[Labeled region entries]

__________________________________________________

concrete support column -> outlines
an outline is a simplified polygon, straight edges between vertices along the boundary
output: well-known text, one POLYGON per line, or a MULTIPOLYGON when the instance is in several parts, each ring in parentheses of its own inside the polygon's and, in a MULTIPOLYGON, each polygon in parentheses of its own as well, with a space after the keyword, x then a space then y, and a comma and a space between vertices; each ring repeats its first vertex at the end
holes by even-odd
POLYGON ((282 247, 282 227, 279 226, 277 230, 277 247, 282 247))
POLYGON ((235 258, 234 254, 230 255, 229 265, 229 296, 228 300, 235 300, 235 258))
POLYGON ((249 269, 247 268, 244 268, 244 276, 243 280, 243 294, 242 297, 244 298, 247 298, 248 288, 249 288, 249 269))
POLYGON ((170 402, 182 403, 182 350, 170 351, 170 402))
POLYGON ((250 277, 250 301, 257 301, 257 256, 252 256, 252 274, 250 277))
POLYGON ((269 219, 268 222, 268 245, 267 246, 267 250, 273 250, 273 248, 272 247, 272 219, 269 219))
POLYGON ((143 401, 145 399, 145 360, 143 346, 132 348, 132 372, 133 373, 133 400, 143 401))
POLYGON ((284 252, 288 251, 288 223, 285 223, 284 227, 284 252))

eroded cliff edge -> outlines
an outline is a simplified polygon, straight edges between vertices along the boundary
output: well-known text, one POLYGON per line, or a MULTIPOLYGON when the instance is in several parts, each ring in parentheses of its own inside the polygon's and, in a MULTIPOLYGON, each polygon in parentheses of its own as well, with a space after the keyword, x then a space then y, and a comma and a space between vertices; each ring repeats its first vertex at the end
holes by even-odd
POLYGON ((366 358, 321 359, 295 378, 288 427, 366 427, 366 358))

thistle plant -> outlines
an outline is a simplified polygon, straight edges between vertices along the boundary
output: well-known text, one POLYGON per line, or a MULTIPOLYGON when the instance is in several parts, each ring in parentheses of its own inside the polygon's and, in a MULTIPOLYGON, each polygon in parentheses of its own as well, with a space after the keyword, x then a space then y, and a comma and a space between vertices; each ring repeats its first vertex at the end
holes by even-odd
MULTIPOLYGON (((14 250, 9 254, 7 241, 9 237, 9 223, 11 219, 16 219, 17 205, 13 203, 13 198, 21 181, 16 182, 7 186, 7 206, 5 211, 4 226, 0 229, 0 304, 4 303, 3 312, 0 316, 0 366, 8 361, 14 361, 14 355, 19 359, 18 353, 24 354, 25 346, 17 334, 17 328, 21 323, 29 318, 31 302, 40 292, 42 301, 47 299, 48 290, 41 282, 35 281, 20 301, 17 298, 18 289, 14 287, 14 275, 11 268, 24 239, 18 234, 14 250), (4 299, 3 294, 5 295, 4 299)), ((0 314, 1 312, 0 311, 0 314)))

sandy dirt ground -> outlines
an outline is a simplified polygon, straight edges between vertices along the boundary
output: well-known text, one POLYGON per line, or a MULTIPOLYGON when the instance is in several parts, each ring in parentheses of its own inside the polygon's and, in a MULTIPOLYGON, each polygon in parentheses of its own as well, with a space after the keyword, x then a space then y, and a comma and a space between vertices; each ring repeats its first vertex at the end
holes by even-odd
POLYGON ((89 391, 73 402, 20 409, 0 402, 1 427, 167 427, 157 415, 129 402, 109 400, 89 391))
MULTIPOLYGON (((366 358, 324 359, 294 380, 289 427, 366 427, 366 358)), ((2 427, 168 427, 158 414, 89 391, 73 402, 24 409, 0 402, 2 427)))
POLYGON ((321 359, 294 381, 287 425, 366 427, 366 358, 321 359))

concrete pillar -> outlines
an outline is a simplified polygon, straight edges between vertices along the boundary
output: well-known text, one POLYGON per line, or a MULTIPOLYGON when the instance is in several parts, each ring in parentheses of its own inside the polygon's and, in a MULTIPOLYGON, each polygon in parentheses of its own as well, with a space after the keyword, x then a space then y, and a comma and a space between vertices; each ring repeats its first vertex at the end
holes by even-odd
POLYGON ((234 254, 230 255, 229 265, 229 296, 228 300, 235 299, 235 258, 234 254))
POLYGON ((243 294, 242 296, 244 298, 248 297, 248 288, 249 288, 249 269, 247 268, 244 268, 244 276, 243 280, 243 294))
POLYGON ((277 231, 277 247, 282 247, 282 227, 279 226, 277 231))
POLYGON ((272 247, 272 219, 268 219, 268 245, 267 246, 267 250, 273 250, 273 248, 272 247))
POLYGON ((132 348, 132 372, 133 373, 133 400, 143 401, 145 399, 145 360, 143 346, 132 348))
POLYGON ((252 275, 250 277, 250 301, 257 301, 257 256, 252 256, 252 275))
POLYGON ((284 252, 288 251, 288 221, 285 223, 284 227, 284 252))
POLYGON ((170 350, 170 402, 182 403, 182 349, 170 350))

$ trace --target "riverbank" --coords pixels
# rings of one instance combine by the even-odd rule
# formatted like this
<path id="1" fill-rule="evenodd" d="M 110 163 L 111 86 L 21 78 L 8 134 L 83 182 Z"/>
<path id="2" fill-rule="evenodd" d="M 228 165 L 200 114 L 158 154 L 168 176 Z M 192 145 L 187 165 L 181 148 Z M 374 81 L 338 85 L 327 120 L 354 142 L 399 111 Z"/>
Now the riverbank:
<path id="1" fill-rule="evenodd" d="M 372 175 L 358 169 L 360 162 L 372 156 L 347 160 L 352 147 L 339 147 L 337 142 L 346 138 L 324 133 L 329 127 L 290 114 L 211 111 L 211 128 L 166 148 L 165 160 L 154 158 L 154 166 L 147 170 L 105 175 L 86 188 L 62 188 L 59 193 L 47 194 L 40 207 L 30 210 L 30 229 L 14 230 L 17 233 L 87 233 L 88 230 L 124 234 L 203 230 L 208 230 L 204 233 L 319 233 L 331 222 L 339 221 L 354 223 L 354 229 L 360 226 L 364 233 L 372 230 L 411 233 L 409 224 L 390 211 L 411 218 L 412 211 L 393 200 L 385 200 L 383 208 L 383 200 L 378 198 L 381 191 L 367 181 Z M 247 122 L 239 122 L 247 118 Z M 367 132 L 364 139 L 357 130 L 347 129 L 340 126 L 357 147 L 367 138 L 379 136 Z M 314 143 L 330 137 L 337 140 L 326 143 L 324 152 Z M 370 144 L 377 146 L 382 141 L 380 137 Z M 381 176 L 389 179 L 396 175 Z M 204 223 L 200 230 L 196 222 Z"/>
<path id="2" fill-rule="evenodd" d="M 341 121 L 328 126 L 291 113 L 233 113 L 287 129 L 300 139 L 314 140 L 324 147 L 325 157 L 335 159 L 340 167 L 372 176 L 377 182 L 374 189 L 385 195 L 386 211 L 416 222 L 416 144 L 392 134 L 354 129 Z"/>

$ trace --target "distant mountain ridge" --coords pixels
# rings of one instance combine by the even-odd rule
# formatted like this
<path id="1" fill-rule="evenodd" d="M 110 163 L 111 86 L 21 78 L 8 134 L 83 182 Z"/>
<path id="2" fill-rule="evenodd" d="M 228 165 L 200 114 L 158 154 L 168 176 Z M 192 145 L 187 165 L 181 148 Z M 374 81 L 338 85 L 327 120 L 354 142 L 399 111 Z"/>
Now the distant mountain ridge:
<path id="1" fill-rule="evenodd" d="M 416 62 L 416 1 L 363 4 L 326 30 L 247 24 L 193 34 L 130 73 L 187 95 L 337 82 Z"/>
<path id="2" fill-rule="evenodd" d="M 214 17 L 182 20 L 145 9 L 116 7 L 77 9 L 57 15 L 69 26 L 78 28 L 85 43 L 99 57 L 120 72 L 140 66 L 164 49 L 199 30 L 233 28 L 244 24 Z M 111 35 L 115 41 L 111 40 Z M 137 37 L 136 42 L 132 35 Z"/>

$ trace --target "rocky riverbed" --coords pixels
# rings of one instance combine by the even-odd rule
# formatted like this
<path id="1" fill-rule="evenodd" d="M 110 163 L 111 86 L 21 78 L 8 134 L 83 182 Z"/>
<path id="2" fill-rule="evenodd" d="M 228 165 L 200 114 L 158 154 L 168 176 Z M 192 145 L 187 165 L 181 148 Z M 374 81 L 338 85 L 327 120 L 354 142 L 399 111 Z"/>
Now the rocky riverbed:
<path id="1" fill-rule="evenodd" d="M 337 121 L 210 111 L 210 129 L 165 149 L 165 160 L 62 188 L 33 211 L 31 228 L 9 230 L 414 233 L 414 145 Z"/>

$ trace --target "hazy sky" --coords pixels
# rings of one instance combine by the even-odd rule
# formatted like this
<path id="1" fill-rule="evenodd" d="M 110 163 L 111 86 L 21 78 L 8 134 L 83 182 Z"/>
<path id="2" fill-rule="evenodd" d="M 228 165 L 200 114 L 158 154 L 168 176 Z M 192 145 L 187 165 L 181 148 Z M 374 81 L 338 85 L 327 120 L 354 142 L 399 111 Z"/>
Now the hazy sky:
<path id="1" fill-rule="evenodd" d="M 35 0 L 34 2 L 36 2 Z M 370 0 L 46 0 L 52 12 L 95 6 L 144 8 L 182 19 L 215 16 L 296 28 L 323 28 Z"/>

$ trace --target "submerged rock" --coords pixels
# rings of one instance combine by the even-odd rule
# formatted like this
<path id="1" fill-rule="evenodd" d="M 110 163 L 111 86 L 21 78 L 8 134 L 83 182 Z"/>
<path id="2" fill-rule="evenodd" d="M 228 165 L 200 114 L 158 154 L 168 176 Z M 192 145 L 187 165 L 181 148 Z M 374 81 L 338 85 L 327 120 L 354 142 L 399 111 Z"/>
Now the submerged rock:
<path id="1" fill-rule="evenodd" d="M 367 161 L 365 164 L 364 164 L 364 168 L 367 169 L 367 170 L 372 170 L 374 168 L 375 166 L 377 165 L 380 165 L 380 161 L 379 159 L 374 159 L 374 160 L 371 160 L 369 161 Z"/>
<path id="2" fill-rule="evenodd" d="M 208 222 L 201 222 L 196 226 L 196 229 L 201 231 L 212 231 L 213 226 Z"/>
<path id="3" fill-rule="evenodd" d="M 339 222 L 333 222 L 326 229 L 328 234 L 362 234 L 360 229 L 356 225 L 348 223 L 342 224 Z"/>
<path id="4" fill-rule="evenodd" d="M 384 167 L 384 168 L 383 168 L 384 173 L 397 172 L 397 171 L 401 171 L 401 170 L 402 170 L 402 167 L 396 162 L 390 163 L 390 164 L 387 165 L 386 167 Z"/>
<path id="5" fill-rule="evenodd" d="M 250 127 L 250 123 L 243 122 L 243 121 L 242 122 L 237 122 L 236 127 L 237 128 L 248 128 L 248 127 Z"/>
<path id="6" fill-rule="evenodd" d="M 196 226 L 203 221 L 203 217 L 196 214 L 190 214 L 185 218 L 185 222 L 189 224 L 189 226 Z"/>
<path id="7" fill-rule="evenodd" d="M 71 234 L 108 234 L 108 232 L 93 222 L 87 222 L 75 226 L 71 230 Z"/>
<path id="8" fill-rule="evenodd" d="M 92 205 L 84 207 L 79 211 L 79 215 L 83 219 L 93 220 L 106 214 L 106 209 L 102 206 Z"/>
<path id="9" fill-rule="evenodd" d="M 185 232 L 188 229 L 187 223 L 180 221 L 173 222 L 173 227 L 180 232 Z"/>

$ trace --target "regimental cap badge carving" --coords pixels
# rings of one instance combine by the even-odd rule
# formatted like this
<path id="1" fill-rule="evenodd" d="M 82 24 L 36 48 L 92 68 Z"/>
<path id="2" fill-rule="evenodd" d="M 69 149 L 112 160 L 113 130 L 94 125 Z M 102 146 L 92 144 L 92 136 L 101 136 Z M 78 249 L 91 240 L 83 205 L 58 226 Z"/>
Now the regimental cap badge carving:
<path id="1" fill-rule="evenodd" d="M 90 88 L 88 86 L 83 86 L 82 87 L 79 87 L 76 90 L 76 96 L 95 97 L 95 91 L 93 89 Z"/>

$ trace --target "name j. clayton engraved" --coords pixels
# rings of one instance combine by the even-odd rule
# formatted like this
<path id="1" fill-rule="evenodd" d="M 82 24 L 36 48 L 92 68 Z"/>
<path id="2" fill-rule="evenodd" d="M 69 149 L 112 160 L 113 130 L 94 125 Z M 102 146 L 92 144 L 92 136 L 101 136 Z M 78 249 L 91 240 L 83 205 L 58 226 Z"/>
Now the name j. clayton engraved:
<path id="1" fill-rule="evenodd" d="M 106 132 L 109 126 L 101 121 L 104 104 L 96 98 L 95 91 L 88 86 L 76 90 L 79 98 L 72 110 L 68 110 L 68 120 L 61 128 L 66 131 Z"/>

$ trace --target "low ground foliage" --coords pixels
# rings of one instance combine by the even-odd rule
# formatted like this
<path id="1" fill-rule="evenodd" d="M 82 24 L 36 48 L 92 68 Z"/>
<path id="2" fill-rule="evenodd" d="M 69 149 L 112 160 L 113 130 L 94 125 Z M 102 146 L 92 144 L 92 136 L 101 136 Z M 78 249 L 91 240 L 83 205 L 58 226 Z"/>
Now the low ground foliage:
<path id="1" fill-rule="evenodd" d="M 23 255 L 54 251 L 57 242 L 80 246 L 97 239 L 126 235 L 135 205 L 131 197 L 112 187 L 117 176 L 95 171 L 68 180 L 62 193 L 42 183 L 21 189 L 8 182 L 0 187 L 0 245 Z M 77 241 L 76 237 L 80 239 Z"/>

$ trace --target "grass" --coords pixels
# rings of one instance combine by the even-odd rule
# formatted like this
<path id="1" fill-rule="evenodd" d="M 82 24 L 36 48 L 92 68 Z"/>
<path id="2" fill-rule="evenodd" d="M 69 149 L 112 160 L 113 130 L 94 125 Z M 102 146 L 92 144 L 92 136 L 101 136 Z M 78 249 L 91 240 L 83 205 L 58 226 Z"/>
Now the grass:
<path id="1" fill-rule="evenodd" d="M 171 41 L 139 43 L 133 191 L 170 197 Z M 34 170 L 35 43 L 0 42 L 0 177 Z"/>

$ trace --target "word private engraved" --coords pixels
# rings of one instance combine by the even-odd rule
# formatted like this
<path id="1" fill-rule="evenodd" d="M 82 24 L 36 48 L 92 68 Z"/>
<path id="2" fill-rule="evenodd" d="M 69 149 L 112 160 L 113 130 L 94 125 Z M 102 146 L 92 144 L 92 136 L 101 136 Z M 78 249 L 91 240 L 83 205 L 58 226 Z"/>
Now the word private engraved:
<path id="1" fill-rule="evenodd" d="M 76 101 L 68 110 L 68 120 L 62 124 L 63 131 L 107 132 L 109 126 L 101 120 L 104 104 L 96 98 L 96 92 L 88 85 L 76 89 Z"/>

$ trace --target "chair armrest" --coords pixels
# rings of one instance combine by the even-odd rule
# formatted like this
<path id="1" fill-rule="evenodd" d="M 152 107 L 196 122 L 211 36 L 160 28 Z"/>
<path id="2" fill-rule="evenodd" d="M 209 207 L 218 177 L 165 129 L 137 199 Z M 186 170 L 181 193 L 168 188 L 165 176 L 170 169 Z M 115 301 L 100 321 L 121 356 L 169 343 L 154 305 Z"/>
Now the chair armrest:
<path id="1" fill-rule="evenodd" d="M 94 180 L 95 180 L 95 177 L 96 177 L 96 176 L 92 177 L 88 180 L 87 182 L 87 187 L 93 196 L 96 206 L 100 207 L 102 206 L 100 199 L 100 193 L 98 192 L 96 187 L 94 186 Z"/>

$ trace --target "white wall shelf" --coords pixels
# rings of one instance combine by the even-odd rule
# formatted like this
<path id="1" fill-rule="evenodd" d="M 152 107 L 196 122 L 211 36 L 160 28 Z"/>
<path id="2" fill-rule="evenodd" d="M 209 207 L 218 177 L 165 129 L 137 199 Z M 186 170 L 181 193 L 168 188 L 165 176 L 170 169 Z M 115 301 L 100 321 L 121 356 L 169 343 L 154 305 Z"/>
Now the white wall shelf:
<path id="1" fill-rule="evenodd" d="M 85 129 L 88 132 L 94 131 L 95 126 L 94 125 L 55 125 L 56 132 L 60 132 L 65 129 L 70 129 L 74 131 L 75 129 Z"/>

__________________________________________________

Do this —
Reproduce the entries word for word, starting with their first line and going on through the line that contains "POLYGON ((235 258, 234". Include both of those lines and nothing past the second one.

Worked answer —
concrete support column -> outlines
an outline is a simplified polygon, straight edges between vertices along the boundary
output: well-known text, one POLYGON per line, or a MULTIPOLYGON when the instance is in several parts, each ring in parentheses of its own inside the polygon's and, in a MULTIPOLYGON, each polygon in parentheses of its own as well, with a space after the keyword, x then a space then y, and a comma and a space between vertices; each ring repeats its first vertex at the end
holes by even-odd
POLYGON ((282 247, 282 227, 279 226, 277 230, 277 247, 282 247))
POLYGON ((235 258, 234 254, 230 255, 229 265, 229 296, 228 300, 235 300, 235 258))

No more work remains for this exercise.